Excerpted text =>
-- -- --

Aceh Singkil Regency () is a regency  in the Aceh province of Indonesia. It is situated largely on the island of Sumatra, but also includes the offshore Banyak Islands, the largest of which is Tuangku (Great Banyak), with the principal town of Alaban. Until 1999 it also included the large offshore island of Simeulue, but in that year the island was split off to create its own separate regency. The seat of the Aceh Singkil Regency government is at the port of Singkil on the Sumatra coast. The Regency covers an area of 1,857.88 km2, and had a population of 102,509 at the 2010 Census, rising to 114,326 at the 2015 Census and to 126,514 at the 2020 Census. The official estimate as at mid 2021 was 128,384.

Administrative divisions 

At the time of the 2010 Census, the regency was divided administratively into ten districts (kecamatan). Subsequent to 2010, the Banjak Islands District was divided into two, with a new Western Banjak Islands District (Kecamatan Pulau Banjak Barat) being carved out of the existing district, the residual district now essentially restricted to Pulau Balai. The districts are listed below with their areas and their populations at the 2010 Census and the 2020 Census, together with the official estimate as at mid 2021. The table also includes the locations of the district administrative centres, the number of villages (rural desa and urban kelurahan) and the number of offshore islands in each district, and its post code.

-- -- --

Data rows =>

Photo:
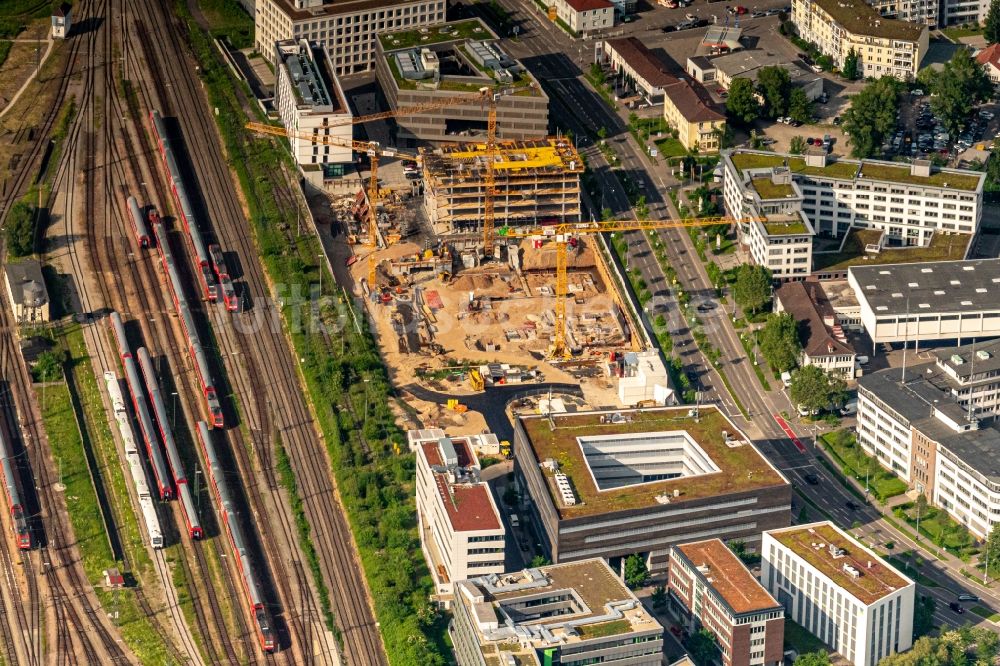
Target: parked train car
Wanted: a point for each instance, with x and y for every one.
(195, 348)
(147, 509)
(138, 393)
(191, 520)
(229, 517)
(140, 227)
(186, 212)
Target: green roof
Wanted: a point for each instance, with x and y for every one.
(446, 32)
(741, 468)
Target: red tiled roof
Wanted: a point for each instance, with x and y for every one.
(989, 55)
(691, 104)
(588, 5)
(642, 60)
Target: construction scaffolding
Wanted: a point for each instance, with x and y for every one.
(535, 182)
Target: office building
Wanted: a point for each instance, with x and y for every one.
(940, 300)
(579, 613)
(715, 590)
(310, 101)
(612, 484)
(346, 28)
(457, 60)
(885, 46)
(461, 532)
(839, 591)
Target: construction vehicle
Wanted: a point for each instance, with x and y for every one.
(562, 235)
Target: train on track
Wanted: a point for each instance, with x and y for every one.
(230, 519)
(146, 506)
(208, 270)
(198, 356)
(12, 490)
(138, 393)
(191, 521)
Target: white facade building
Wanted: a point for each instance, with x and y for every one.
(839, 591)
(346, 28)
(310, 101)
(461, 532)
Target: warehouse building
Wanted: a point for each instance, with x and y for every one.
(839, 591)
(346, 28)
(715, 590)
(930, 301)
(611, 484)
(450, 62)
(535, 181)
(578, 613)
(310, 101)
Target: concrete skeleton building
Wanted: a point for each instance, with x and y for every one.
(461, 532)
(346, 28)
(579, 613)
(928, 425)
(884, 46)
(611, 484)
(839, 591)
(309, 100)
(929, 301)
(426, 65)
(715, 590)
(823, 341)
(631, 61)
(535, 181)
(26, 291)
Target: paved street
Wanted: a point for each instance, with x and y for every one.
(543, 47)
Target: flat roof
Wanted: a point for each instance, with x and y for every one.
(860, 18)
(741, 468)
(728, 576)
(845, 169)
(812, 543)
(930, 287)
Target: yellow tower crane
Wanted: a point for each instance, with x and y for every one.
(561, 234)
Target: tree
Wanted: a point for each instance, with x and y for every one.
(991, 29)
(752, 289)
(636, 573)
(774, 84)
(779, 342)
(799, 106)
(21, 229)
(817, 658)
(742, 105)
(814, 389)
(852, 65)
(872, 116)
(702, 647)
(962, 84)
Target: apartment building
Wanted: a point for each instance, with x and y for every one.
(884, 46)
(715, 590)
(346, 28)
(839, 591)
(579, 613)
(612, 484)
(929, 301)
(422, 66)
(461, 532)
(909, 203)
(823, 345)
(585, 17)
(698, 122)
(310, 101)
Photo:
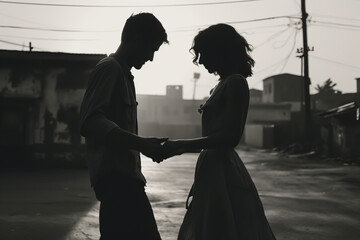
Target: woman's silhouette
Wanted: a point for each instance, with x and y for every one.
(225, 203)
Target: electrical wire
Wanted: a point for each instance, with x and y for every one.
(55, 30)
(125, 6)
(273, 36)
(118, 30)
(336, 24)
(50, 39)
(335, 62)
(18, 44)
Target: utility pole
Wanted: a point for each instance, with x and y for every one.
(30, 47)
(196, 78)
(308, 117)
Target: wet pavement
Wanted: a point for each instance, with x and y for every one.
(303, 198)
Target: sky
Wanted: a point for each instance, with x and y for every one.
(272, 27)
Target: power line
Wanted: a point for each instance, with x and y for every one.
(273, 36)
(18, 44)
(336, 17)
(263, 19)
(117, 30)
(336, 62)
(336, 24)
(125, 6)
(50, 39)
(55, 30)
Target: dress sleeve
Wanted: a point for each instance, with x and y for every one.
(96, 105)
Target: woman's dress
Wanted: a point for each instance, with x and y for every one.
(225, 203)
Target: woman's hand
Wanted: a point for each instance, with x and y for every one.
(172, 148)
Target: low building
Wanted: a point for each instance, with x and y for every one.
(169, 115)
(40, 95)
(340, 132)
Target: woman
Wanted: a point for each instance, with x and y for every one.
(225, 203)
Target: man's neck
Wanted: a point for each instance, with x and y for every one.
(121, 56)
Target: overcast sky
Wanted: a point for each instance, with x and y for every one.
(333, 31)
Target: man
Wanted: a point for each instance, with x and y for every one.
(109, 122)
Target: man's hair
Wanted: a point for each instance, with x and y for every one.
(144, 27)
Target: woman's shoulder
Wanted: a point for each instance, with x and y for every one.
(236, 81)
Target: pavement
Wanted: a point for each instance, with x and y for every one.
(304, 199)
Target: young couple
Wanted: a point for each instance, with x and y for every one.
(225, 204)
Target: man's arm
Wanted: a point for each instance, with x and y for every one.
(96, 125)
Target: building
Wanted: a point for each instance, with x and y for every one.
(40, 95)
(284, 88)
(324, 101)
(169, 115)
(340, 132)
(255, 95)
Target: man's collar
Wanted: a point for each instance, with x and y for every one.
(124, 65)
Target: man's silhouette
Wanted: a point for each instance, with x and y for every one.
(109, 122)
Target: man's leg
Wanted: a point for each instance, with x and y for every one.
(125, 212)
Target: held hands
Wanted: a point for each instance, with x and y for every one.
(159, 149)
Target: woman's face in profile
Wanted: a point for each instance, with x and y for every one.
(207, 62)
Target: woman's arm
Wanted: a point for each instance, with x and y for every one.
(236, 91)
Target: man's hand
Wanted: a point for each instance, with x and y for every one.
(172, 148)
(152, 148)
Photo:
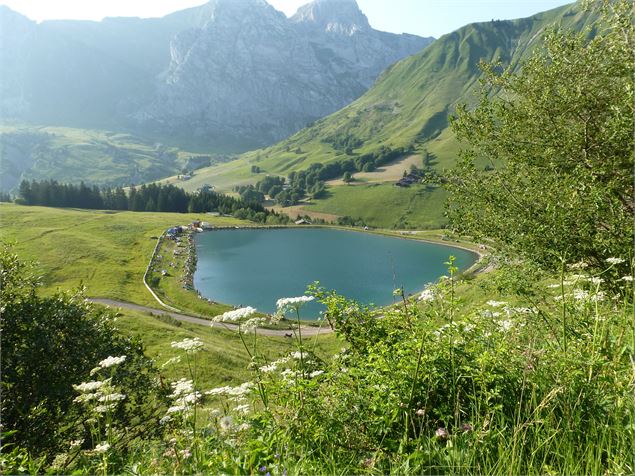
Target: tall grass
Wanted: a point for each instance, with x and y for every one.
(542, 388)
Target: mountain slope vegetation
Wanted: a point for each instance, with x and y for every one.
(408, 107)
(168, 78)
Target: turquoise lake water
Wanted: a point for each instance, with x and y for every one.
(251, 267)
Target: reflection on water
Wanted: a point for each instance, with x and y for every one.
(256, 267)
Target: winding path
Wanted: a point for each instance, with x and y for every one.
(306, 330)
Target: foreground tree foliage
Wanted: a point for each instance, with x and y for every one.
(50, 344)
(557, 144)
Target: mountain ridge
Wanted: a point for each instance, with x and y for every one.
(181, 77)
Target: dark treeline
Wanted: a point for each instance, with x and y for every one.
(148, 198)
(310, 182)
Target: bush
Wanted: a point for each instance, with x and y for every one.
(48, 345)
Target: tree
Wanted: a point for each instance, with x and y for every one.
(51, 343)
(559, 136)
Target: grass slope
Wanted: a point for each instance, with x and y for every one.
(223, 360)
(409, 104)
(103, 250)
(93, 156)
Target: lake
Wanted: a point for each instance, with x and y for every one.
(255, 267)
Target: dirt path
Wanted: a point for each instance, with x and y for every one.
(306, 330)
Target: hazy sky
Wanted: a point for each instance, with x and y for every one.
(422, 17)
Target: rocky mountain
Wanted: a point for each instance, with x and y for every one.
(228, 74)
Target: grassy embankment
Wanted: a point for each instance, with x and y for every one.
(94, 156)
(108, 252)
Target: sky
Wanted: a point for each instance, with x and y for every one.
(420, 17)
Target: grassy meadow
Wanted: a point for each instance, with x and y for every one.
(106, 251)
(223, 360)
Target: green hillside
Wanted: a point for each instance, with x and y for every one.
(96, 157)
(408, 106)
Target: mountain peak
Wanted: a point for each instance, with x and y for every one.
(336, 16)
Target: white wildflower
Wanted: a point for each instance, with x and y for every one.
(173, 360)
(505, 325)
(102, 448)
(110, 361)
(426, 295)
(284, 304)
(189, 345)
(580, 294)
(226, 423)
(217, 391)
(579, 265)
(76, 443)
(182, 387)
(614, 260)
(597, 297)
(113, 397)
(89, 386)
(235, 315)
(253, 324)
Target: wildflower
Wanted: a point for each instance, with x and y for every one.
(102, 448)
(110, 361)
(614, 260)
(235, 315)
(285, 304)
(268, 368)
(182, 387)
(597, 297)
(89, 386)
(189, 345)
(578, 265)
(226, 423)
(442, 434)
(173, 360)
(580, 294)
(505, 325)
(253, 324)
(112, 397)
(76, 443)
(426, 295)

-- -- --

Given problem => Carry on the Aceh Singkil Regency text from the point where it stops. The listing comes from a different source than the text about Aceh Singkil Regency.

Result for this task =>
Note:(a) The 2010 population of Pulau Banyak Barat District is included in the 2010 figure for Pulau Banyak District, from which it was split out.

Tourism - Banyak Islands 
Banyak means "many" because there are 99 islands, of which only a few are inhabited. Yachts from Nias Island or directly from abroad carries foreign tourists to Big Palambak Island or Small Palambak Island for fresh water and snorkelling. Tailena Island, Rago-rago Island, Panjang (Long) Island and Matahari (Sun) Island are also suitable for scuba diving, while in Tuwanku (My Master) Island a conservation area for penyu hijau (green sea turtle) and penyu belimbing (leatherback sea turtle) is established.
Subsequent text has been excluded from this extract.